**What is required**
Copy the mailing list message about qmail below in full, word for word.

**Text extract**
According to Mark E. Mallett via mailop <m...@schmem.com>:
>On Mon, Jul 15, 2024 at 05:08:49PM +0200, Marco Moock via mailop wrote:
>> Am 15.07.2024 um 22:39:34 Uhr schrieb Jeff Pang via mailop:
>> 
>> > When I deploy a new mailserver, I consider postfix, exim and qmail.
>> 
>> At least when visiting the website, qmail's last release is more than
>> 25 years ago. That is something I entirely don't recommend to use.
>
>I'm not sure that even 25 years ago the official version (from the
>website, unpatched) was completely usable). Most anyone running it has
>probably applied some of the many patches that have been written, and
>removed and/or replaced some of the original code. That's kind of a
>daunting approach when using it from scratch these days, although some
>suppliers and OSes make it a bit easy.

I think qmail is swell but at this point there's probably as much
patch as original in my copy, particularly since I use mailfront as
the SMTP daemon.  There are a couple of people with packages that
look OK.

Excerpts from point annotation records
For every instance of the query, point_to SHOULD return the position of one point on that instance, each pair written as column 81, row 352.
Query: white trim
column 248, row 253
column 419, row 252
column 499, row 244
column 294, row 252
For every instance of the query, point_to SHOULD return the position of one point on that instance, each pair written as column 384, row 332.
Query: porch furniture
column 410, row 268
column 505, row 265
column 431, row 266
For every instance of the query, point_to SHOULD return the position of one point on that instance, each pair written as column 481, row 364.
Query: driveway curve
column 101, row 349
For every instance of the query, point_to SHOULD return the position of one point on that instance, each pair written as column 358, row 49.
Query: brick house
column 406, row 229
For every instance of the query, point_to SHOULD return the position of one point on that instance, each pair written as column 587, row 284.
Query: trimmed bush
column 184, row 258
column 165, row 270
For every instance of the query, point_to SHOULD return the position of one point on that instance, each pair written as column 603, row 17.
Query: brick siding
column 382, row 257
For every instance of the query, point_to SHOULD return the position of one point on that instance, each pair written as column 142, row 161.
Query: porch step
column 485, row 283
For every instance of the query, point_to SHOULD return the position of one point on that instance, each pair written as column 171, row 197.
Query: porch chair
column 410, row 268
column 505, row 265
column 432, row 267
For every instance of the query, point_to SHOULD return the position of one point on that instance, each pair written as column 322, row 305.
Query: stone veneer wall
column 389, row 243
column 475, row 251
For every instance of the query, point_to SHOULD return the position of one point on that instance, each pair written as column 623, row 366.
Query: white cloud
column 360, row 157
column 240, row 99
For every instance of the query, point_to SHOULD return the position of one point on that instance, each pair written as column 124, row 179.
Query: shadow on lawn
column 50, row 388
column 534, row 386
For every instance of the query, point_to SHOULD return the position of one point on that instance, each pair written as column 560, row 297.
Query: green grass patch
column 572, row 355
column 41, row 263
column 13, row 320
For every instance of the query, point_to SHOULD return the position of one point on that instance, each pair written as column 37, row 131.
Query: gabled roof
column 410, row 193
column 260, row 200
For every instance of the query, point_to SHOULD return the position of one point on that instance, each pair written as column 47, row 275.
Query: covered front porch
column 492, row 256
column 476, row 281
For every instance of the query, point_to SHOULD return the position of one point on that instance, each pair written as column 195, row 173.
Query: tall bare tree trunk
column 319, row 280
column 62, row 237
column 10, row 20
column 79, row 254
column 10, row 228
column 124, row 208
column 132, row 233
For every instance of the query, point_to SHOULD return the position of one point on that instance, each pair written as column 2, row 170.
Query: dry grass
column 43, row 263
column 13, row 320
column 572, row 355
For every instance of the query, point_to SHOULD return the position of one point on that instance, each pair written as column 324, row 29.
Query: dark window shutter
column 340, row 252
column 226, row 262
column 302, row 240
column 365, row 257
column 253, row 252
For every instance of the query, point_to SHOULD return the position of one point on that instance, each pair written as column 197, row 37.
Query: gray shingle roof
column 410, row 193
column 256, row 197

**Written solution**
According to Mark E. Mallett via mailop <m...@schmem.com>:
>On Mon, Jul 15, 2024 at 05:08:49PM +0200, Marco Moock via mailop wrote:
>> Am 15.07.2024 um 22:39:34 Uhr schrieb Jeff Pang via mailop:
>> 
>> > When I deploy a new mailserver, I consider postfix, exim and qmail.
>> 
>> At least when visiting the website, qmail's last release is more than
>> 25 years ago. That is something I entirely don't recommend to use.
>
>I'm not sure that even 25 years ago the official version (from the
>website, unpatched) was completely usable). Most anyone running it has
>probably applied some of the many patches that have been written, and
>removed and/or replaced some of the original code. That's kind of a
>daunting approach when using it from scratch these days, although some
>suppliers and OSes make it a bit easy.

I think qmail is swell but at this point there's probably as much
patch as original in my copy, particularly since I use mailfront as
the SMTP daemon.  There are a couple of people with packages that
look OK.